[PASSAGE]:
┌──

The data seems to tell the story: only the wealthiest 2 percent of
taxpayers in the United States are potentially subject to estate taxes
-- fewer than 50,000 out of a population of over 230 million. Half of
the revenue collected annually comes from just 3,000 people with
taxable estates above $5 million. The first $1.35 million of net worth
is exempt from Federal estate taxation, with a rate of 43 percent on
the marginal net worth over $1.35 million up to $3 million, and 55
percent above $3 million.
Farmers are able to pass on a $4.1 million farm to heirs without
paying an estate tax (provided the estate is utilized as a working
farm for at least 10 years). The reality is that only absentee owners
of farmland and farms, whose estates include farms but also include
assets worth millions more, ostensibly fall within the reach of the
estate tax.
The support for elimination of the estate tax is coming mostly from
the Republicans. The Times story quoted U.S. Senator Charles
B. Crassley of Iowa as saying, "I do not think that the function
of government is to redistribute wealth." Well, we know, don't
we, that one of the most consistent actions of government has been to
redistribute wealth -- from producers to non-producers, from those who
labor and make use of capital goods to those who have made effective
use of the political machinery to secure and protect privileges for
themselves.

└──

[EXTRACTED DATA]:
┌──

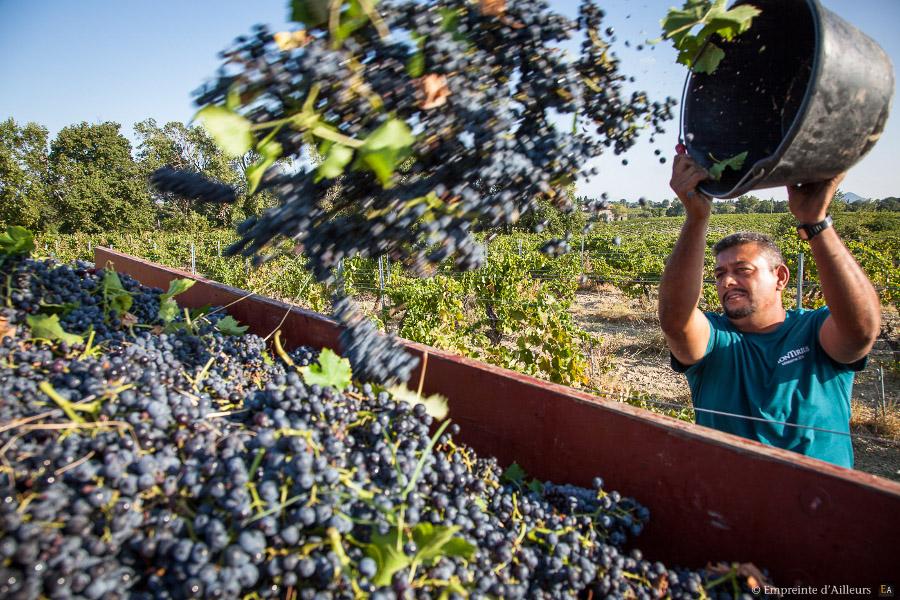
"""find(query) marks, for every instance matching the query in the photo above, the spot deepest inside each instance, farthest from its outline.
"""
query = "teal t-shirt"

└──
┌──

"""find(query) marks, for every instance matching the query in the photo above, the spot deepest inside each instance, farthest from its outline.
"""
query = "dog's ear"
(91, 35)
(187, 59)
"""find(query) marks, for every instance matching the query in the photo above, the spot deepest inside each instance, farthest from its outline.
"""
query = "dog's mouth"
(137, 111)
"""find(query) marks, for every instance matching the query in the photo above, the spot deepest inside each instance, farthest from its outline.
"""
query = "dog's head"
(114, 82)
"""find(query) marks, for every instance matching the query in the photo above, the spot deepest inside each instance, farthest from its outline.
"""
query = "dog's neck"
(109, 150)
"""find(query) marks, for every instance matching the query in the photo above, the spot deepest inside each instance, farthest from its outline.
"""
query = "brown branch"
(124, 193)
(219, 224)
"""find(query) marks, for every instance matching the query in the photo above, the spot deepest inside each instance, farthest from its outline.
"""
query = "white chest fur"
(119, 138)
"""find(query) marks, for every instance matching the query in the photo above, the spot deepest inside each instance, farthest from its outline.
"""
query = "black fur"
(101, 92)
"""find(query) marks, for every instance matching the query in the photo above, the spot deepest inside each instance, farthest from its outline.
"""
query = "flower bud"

└──

[TASKS AND EXERCISES]:
A: Write out the part of the estate tax passage from "The data seems" up to and including "estate tax.".
B: For each statement, say whether the estate tax passage supports it, answering yes or no and quoting the words that decide it.
(i) A farmer can pass on a $4.1 million farm free of estate tax only if it stays a working farm for at least 10 years.
(ii) Net worth above $3 million is taxed at a rate of 43 percent.
(iii) Support for ending the estate tax comes mostly from Democrats.
The listing isn't needed for any of this.

[TASK SOLUTIONS]:
A:
The data seems to tell the story: only the wealthiest 2 percent of
taxpayers in the United States are potentially subject to estate taxes
-- fewer than 50,000 out of a population of over 230 million. Half of
the revenue collected annually comes from just 3,000 people with
taxable estates above $5 million. The first $1.35 million of net worth
is exempt from Federal estate taxation, with a rate of 43 percent on
the marginal net worth over $1.35 million up to $3 million, and 55
percent above $3 million.
Farmers are able to pass on a $4.1 million farm to heirs without
paying an estate tax (provided the estate is utilized as a working
farm for at least 10 years). The reality is that only absentee owners
of farmland and farms, whose estates include farms but also include
assets worth millions more, ostensibly fall within the reach of the
estate tax.

B:
(i) Yes: "provided the estate is utilized as a working farm for at least 10 years"
(ii) No: "and 55 percent above $3 million"
(iii) No: "The support for elimination of the estate tax is coming mostly from the Republicans."